Text extract:

.....

Character attribute extraction is an information extraction task to find attribute-frames from a narrative text. Attribute frames are (character, attribute-type, attribute-value, passage) tuples, where the passage is taken from the narrative text and it describes some attribute, of type defined by attribute-type and value represented by attribute-value, of the character.
For example, consider the following passage.
The Sports Commentator is at the airport and about to interview the world heavyweight boxing champion, Apollo Creed.
Creed is twenty-eight years old. He is a tall, smooth-muscled black man
with barely a scar on his light coffee-colored face.
Assume C = "Apollo Creed" and P is the whole passage. We can extract the following attribute frames from the above passage.
- (C, profession, boxer, P)
- (C, accomplishment, heavyweight champion, P)
- (C, age, 28 years, P)
- (C, physical appearance, "tall, smooth-muscled black man, light coffee-colored face", P)
- (C, race, black, P)
The character attribute extraction task can be simplified to a question-answering task by providing the character, passage, and attribute-type as inputs and asking the model to find the attribute-value from the passage.
The directory names are prefixed with numbers in their order of execution.
-
01-attribute-types - Create a list of attribute-types by zero-shot prompting character descriptions.
-
02-implicitness - Find the approximate attribute-type distribution of character descriptions by asking yes/no questions from Flan-T5. The answer probability of the response of Flan-T5 provides the implicitness score.

.....

Records supplied:
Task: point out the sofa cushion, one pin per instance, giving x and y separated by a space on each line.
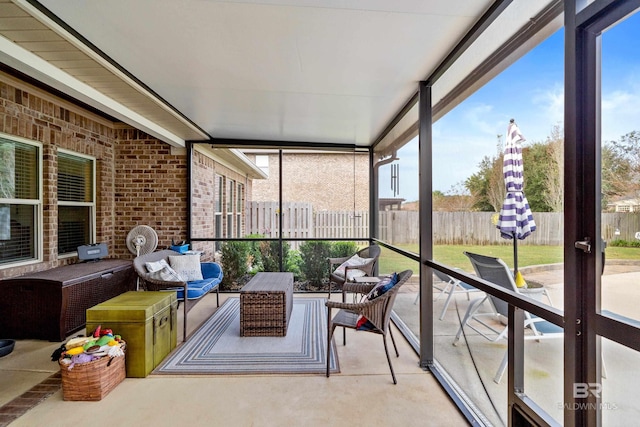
354 261
187 266
197 289
166 274
153 266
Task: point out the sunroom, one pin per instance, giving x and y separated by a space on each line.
290 122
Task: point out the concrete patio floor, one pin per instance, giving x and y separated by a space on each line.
362 394
474 361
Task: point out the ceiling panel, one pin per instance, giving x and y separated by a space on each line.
320 71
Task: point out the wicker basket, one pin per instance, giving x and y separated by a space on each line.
92 380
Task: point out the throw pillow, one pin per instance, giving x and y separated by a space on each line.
354 261
187 266
383 286
166 274
154 266
363 324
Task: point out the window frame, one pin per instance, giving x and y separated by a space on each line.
230 202
91 205
37 204
240 191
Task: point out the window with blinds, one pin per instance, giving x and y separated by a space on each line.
239 209
231 198
76 206
20 200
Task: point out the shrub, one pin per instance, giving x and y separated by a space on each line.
343 249
293 264
234 259
270 254
314 255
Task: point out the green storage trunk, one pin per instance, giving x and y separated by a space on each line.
147 321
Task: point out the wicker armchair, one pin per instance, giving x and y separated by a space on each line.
377 311
372 252
195 290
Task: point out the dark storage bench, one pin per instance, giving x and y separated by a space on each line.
52 304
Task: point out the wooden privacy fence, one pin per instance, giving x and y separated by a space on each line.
299 221
402 227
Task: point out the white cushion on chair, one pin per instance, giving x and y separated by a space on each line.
354 261
187 266
166 274
153 266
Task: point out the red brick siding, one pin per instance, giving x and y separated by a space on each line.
29 113
139 180
150 188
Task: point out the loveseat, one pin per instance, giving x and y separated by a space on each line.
179 277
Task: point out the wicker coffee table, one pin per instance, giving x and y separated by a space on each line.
265 305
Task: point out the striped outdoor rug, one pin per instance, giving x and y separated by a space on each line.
218 348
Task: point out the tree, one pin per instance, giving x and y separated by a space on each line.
478 185
621 167
554 196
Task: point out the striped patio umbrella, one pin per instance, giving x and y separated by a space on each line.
515 221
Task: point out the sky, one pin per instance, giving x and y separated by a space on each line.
530 91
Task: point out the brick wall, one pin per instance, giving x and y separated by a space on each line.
151 189
31 113
139 180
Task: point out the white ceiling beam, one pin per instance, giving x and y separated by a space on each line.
41 70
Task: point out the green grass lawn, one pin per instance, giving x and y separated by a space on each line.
452 255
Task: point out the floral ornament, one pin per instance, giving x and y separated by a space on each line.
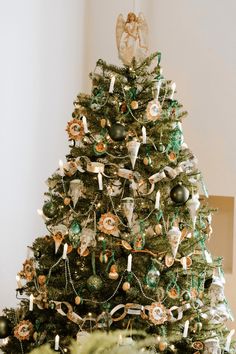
108 224
28 271
157 313
23 330
153 111
75 129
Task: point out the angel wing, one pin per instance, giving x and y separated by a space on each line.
143 31
120 27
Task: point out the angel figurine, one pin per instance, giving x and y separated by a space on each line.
132 38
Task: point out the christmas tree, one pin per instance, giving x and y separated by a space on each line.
126 246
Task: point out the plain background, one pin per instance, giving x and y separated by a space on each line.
47 50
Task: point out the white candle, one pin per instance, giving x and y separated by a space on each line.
65 251
19 285
144 135
40 213
112 83
57 340
158 88
129 264
186 326
229 339
31 306
157 202
61 168
85 124
100 184
173 87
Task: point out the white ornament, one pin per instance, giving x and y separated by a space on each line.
193 205
174 237
133 148
76 190
216 291
144 135
87 238
128 209
173 87
112 83
157 201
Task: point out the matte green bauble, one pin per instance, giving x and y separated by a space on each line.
94 283
179 194
117 132
5 327
50 209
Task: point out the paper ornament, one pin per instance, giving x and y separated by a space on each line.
108 224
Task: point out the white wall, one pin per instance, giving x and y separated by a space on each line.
47 50
41 65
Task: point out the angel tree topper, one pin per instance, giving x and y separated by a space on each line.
132 38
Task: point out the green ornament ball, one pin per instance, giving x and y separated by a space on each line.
94 283
5 327
50 209
117 132
179 194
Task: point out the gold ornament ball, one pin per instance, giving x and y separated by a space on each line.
162 346
77 300
126 286
134 104
67 201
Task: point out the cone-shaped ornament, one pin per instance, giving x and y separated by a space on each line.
174 236
193 205
128 209
133 148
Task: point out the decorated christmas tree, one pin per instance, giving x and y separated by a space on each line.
127 230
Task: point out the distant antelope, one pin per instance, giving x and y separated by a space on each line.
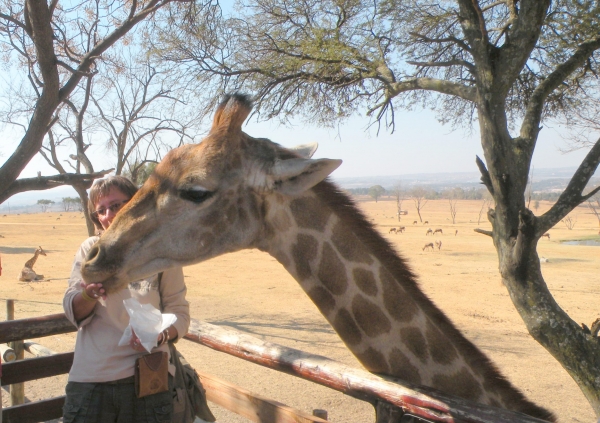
27 274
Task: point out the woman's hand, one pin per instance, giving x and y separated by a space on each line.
93 290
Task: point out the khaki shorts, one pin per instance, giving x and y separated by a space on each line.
115 402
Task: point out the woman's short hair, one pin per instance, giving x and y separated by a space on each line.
102 187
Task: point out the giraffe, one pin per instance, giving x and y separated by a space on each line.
27 274
233 192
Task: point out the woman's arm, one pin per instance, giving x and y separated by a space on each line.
77 305
172 293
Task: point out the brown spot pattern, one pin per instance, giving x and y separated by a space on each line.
369 317
373 361
332 272
212 218
400 306
322 298
242 217
303 251
461 383
282 221
415 342
403 368
232 214
365 280
349 246
346 327
440 348
303 210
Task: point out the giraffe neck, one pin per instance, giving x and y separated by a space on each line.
371 298
29 264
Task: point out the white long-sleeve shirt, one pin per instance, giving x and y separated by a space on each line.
98 358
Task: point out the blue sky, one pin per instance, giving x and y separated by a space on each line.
419 145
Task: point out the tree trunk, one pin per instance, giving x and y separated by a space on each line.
84 202
515 233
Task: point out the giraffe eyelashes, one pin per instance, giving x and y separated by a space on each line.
195 196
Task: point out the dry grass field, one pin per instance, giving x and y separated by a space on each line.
251 292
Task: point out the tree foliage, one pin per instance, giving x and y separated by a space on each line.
510 66
52 51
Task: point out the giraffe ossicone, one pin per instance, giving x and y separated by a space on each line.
233 191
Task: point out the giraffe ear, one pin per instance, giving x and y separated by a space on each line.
305 150
294 176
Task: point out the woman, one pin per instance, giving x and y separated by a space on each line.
101 384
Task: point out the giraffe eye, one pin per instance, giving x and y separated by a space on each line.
195 195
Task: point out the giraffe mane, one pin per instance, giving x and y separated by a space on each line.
393 261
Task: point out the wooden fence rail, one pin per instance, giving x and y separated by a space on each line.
416 400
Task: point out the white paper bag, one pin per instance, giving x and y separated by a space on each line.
146 321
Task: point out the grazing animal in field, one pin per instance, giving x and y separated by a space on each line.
201 199
27 274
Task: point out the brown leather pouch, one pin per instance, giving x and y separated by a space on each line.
151 374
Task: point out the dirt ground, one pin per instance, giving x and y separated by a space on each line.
251 292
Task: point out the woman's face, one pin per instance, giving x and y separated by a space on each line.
109 205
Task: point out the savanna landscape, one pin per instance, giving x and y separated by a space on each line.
251 292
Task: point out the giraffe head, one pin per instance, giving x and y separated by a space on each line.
202 201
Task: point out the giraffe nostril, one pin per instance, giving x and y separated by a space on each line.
94 255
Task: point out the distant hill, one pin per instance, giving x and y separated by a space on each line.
555 179
544 180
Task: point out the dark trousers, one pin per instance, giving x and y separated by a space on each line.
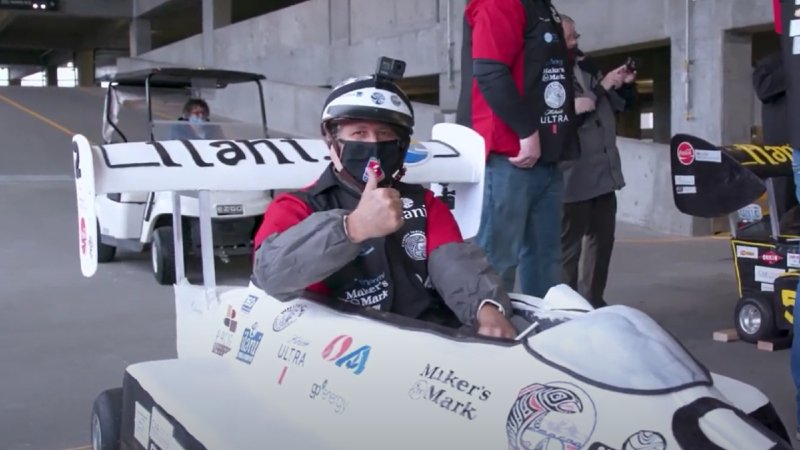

.....

Continue the text on character attribute extraction after its last sentence.

-
03-prompt-creation - Create the zero-shot, few-shot, and chain-of-thought prompts for finding the attribute-values.
-
04-prompting - Perform the zero-shot, few-shot, and chain-of-thought prompting to find the attribute-values.
-
05-error-analysis - Analyze the errors made by different prompting methods.
The prompts used can be found at data/prompts
folder.
The annotation data for this project can be found at data/annotations.xlsx
file.
The first page contains annotation instructions for the raters. It informs them that for each sample (character, passage, attribute-type, attribute-value), the rater can pick one of four options based on whether they deem the model-provided attribute-value to be correct or not. The options are "correct", "wrong", "unsure", and "invalid". The page explains each of these four options.
Next, if the rater chose the "wrong" option (the rater judged the model's answer to be wrong), they should pick the reason why attribute-value is wrong. There are four options again: "answer exists", "different character", "different attribute", and "wrong/missing". The page explains each of these four options.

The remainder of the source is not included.